*Task requirements*: In this exercise, return only the lines that run from the line with "of the purple" to the end of the entries below, both included. Pictures are not copied.

*Recorded data*:

- - -

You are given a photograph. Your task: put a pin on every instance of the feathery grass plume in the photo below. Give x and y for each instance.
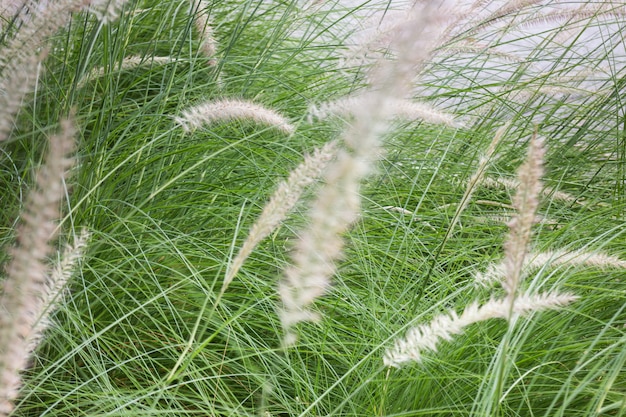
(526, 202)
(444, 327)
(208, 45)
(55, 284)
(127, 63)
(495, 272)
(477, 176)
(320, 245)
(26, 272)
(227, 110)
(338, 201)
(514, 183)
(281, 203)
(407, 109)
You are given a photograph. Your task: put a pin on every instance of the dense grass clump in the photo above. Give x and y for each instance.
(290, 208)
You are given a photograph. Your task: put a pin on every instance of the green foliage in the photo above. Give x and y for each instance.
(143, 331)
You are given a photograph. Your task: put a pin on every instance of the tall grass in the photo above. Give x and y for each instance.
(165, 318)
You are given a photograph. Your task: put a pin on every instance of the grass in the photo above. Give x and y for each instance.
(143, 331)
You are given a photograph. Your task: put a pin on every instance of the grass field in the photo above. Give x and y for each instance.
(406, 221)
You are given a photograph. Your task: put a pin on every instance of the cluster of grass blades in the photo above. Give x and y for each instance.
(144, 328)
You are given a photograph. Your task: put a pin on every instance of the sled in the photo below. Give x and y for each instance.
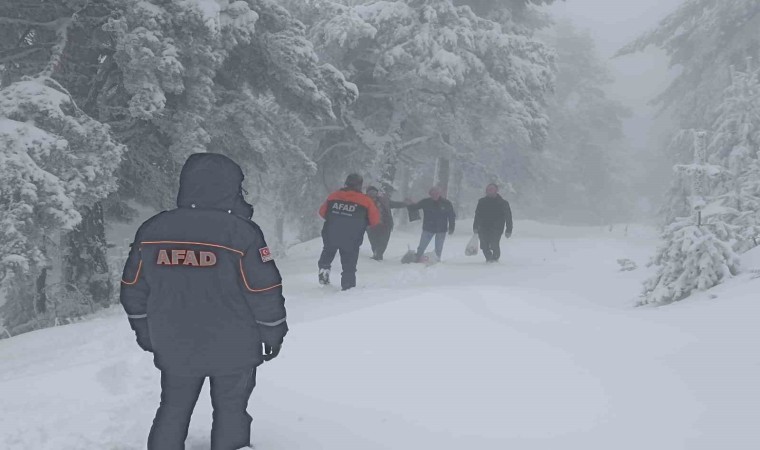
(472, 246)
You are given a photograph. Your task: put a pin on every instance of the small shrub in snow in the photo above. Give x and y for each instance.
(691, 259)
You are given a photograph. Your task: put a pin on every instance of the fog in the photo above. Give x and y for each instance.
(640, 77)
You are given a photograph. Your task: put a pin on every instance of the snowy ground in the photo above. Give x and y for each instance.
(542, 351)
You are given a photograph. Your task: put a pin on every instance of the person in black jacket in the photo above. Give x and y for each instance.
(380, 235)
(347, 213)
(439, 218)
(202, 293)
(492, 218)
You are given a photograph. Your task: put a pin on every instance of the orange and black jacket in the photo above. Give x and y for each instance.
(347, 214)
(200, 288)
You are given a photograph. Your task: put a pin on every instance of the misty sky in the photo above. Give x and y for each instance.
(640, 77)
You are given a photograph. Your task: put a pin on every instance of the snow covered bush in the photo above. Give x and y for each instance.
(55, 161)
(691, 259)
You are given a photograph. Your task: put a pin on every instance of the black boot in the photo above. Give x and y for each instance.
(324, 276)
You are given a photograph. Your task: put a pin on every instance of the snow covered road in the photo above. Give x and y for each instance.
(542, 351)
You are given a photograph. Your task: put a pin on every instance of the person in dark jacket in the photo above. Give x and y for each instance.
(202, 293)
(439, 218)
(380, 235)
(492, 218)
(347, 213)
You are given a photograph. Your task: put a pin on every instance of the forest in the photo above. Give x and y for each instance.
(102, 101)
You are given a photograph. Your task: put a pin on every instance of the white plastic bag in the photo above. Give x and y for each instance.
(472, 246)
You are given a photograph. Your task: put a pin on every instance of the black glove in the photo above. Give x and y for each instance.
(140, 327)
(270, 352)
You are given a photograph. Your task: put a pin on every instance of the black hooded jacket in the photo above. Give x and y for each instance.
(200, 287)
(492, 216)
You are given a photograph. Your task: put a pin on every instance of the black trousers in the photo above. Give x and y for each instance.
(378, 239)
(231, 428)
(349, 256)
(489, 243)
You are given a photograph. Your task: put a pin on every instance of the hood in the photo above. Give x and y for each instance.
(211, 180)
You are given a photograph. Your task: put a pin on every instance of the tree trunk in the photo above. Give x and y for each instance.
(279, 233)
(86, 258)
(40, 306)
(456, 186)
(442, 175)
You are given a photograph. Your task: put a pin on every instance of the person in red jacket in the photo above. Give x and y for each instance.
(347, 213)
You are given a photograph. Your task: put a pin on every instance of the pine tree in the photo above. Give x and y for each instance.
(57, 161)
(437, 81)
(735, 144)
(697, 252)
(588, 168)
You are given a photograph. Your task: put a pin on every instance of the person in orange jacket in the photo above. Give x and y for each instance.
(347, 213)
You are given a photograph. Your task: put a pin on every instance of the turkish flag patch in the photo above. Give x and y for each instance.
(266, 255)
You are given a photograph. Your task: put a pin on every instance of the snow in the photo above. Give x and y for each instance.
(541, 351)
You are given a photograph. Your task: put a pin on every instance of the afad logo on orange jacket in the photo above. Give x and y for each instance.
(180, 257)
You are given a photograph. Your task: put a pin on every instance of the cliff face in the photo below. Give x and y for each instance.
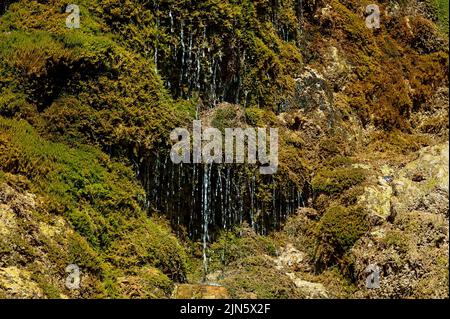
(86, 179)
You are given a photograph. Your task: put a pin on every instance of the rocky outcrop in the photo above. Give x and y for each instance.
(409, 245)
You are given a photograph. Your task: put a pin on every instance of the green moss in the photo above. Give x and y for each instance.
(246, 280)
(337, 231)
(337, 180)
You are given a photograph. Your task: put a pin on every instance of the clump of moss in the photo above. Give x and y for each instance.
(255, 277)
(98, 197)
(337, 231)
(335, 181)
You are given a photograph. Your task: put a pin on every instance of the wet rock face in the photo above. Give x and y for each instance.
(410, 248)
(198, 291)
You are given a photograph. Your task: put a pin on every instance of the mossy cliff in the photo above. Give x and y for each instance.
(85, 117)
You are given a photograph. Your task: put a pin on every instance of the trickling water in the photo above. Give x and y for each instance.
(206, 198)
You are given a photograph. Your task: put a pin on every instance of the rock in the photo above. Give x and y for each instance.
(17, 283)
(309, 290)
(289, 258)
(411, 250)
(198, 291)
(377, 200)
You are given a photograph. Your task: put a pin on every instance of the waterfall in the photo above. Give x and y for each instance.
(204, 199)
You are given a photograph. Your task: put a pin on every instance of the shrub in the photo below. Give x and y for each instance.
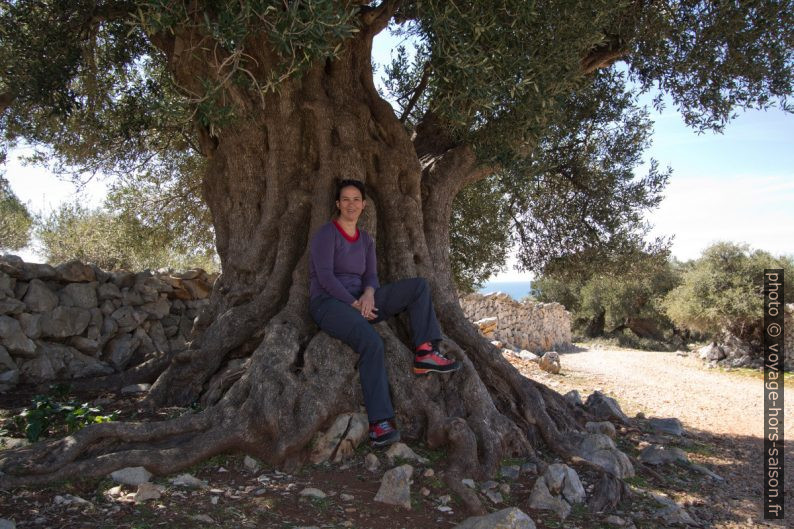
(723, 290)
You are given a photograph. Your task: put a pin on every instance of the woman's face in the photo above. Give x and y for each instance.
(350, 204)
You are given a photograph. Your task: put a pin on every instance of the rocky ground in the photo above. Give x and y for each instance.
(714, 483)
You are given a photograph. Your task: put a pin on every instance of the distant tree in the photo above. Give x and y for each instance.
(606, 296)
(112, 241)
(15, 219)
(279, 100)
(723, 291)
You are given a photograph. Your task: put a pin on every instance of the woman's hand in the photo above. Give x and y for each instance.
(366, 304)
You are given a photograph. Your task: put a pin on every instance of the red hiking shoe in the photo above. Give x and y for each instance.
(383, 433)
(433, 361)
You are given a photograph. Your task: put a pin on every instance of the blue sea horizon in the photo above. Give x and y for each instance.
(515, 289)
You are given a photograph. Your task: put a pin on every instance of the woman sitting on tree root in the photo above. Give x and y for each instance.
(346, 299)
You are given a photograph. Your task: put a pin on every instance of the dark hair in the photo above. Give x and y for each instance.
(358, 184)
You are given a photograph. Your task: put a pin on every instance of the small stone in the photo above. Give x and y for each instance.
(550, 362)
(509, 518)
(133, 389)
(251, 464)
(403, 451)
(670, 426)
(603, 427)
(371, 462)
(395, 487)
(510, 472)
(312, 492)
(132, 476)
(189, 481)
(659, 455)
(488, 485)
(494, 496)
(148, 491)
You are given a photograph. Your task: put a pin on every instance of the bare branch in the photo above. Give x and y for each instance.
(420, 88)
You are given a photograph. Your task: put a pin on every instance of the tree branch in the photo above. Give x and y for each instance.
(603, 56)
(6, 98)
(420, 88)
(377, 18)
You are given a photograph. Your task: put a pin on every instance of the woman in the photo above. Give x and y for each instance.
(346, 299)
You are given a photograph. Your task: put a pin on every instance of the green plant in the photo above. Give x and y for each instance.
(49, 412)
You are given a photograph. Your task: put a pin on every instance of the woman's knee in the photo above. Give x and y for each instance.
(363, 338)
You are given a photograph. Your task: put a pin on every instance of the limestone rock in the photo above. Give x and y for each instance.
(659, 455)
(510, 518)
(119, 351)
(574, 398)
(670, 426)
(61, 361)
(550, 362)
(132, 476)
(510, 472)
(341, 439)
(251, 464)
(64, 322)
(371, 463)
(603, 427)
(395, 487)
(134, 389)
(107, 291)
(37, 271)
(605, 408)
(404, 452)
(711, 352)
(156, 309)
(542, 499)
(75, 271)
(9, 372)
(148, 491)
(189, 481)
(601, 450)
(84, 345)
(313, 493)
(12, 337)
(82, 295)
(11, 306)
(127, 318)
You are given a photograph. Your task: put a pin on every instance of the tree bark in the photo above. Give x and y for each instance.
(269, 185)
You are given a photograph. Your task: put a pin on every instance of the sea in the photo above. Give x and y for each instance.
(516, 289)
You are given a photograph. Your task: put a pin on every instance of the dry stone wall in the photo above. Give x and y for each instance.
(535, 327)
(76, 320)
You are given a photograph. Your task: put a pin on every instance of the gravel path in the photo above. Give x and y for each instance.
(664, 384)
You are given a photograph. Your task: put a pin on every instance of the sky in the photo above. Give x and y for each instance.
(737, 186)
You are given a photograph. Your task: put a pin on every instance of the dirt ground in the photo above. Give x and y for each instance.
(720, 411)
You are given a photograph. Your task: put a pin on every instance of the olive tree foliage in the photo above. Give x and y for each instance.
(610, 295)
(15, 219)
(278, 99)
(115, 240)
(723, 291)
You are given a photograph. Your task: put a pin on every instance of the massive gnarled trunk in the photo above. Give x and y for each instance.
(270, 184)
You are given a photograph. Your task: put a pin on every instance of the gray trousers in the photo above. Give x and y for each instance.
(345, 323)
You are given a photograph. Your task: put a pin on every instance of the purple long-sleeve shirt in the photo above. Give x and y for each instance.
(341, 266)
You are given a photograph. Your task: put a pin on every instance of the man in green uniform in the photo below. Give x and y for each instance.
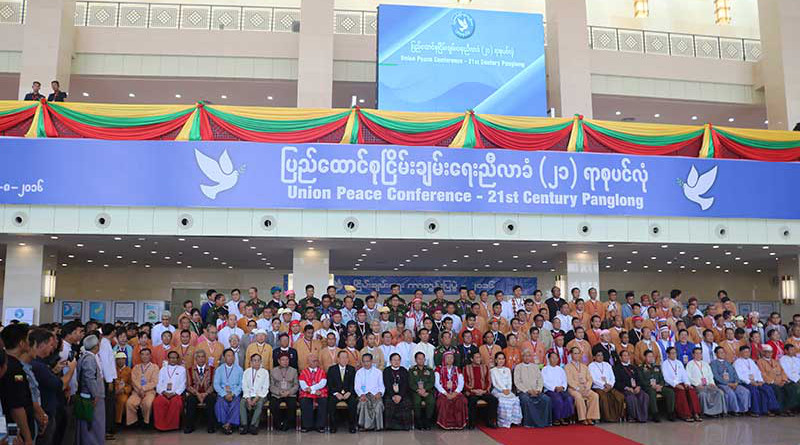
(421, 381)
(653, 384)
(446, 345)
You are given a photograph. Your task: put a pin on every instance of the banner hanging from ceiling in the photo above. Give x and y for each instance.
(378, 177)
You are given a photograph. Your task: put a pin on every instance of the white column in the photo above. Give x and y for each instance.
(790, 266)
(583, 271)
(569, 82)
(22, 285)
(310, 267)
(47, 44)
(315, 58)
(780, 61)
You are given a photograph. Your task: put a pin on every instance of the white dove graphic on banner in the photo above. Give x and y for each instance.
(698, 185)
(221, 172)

- - -

*Output of the task*:
You are given a photograph. Your task: put a pin on every instance of the purple long-sleeve shirt in the photo above. Give x and y for each instance.
(341, 266)
You are given a photograph. Your task: put a pin on every instance of the man in green uniform in the photo below. Give x and y for each instance.
(421, 381)
(653, 384)
(446, 345)
You are given a photograph. Your task: put a pin on every instance of the banner hanging from ceiling in the photo above. Give x and y for each instance.
(378, 177)
You are given a photograph. Your task: put a pin on every instance of the white column in the photo above. Give x and y for each instance.
(790, 266)
(583, 271)
(569, 82)
(22, 285)
(310, 267)
(47, 44)
(315, 58)
(780, 61)
You are given a photograph. Your task: put a pin on every instance of the white dove graphic on banner in the photo above. Give x and y for each instance.
(698, 185)
(221, 172)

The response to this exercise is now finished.